> **Written instruction**: Return every line of the material below unchanged, leaving out the pictures.

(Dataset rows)
****************
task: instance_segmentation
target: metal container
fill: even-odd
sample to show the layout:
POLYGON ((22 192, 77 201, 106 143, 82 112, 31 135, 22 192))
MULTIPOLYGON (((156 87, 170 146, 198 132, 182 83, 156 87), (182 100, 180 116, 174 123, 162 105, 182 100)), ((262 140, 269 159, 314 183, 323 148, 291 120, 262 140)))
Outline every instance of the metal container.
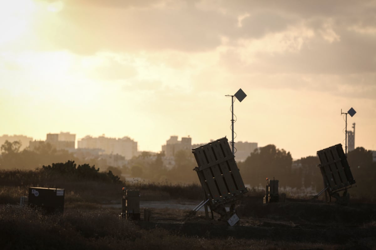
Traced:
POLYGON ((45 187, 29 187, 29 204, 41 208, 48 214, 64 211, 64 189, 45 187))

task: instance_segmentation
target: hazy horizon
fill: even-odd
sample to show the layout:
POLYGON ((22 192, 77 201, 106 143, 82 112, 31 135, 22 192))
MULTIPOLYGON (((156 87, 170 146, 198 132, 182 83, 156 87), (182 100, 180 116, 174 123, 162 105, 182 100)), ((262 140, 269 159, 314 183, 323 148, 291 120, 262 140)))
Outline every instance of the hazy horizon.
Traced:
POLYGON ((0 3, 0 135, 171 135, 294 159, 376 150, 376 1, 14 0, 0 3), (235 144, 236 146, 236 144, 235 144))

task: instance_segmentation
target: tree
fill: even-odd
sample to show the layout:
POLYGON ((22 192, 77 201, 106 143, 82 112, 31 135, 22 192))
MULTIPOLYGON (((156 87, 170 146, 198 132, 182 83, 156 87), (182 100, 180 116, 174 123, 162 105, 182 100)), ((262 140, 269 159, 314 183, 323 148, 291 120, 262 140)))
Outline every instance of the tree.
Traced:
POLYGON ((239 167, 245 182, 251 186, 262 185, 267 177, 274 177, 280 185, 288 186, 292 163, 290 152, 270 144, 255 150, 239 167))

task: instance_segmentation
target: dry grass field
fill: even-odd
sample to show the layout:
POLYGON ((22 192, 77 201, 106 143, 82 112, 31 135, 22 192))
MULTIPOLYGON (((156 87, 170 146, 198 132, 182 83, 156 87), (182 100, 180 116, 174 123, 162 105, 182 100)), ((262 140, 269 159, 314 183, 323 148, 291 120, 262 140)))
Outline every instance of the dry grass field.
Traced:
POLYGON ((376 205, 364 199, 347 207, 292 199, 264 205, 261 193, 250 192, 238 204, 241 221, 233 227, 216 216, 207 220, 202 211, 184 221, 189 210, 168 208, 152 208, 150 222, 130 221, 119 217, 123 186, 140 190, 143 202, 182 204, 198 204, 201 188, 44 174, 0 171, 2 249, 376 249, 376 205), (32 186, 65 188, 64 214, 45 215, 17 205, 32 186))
****************
> **Written reply**:
task: instance_segmentation
target: metal container
fill: even-odd
sample to show the layout:
POLYGON ((22 192, 77 201, 106 143, 82 112, 31 135, 22 192))
MULTIPOLYGON (((156 87, 170 146, 198 132, 182 83, 156 87), (182 100, 180 116, 174 123, 162 105, 182 100)), ((262 140, 269 159, 314 183, 323 148, 291 120, 262 140)))
Outline every instance of the metal container.
Traced:
POLYGON ((45 187, 29 187, 29 204, 41 208, 48 214, 64 211, 64 189, 45 187))

task: instance_segmentation
target: hazy horizon
fill: even-odd
sample to show the layout:
POLYGON ((22 192, 77 201, 106 143, 82 112, 31 135, 22 192))
MULTIPOLYGON (((156 87, 170 146, 198 132, 182 83, 156 87), (182 100, 180 116, 174 123, 162 105, 182 100)), ((262 140, 269 159, 314 183, 323 148, 291 120, 262 140)))
Outline every instance of the hazy horizon.
Traced:
POLYGON ((0 3, 0 135, 171 135, 294 159, 376 150, 376 1, 14 0, 0 3), (235 144, 236 146, 236 144, 235 144))

task: instance_segmentation
target: tree
fill: even-odd
sample to show the layout:
POLYGON ((22 192, 77 201, 106 143, 82 112, 31 135, 22 192))
MULTIPOLYGON (((156 87, 170 146, 198 132, 182 83, 156 87), (182 100, 180 116, 174 123, 162 105, 182 100)), ((262 140, 269 159, 314 183, 323 148, 291 120, 262 140)))
Outline every instance of the tree.
Traced:
POLYGON ((239 167, 245 182, 251 186, 262 185, 267 177, 274 177, 280 185, 288 186, 292 163, 290 152, 270 144, 255 150, 239 167))

task: instance_segmentation
target: dry grass field
fill: even-odd
sample to show the layout:
POLYGON ((22 192, 77 201, 106 143, 82 112, 31 135, 22 192))
MULTIPOLYGON (((156 87, 170 146, 198 132, 182 83, 156 87), (182 100, 180 116, 174 123, 162 105, 182 100)), ((262 140, 269 159, 314 183, 323 148, 291 120, 262 140)))
Outline every instance of the dry grass field.
Traced:
POLYGON ((376 205, 364 199, 347 207, 292 199, 264 205, 261 193, 250 192, 238 204, 241 221, 233 227, 216 216, 207 220, 202 211, 184 221, 189 210, 168 208, 152 208, 150 222, 130 221, 119 217, 123 186, 140 190, 143 202, 182 204, 198 204, 201 188, 44 174, 0 171, 2 249, 376 249, 376 205), (32 186, 65 188, 64 214, 45 215, 17 205, 32 186))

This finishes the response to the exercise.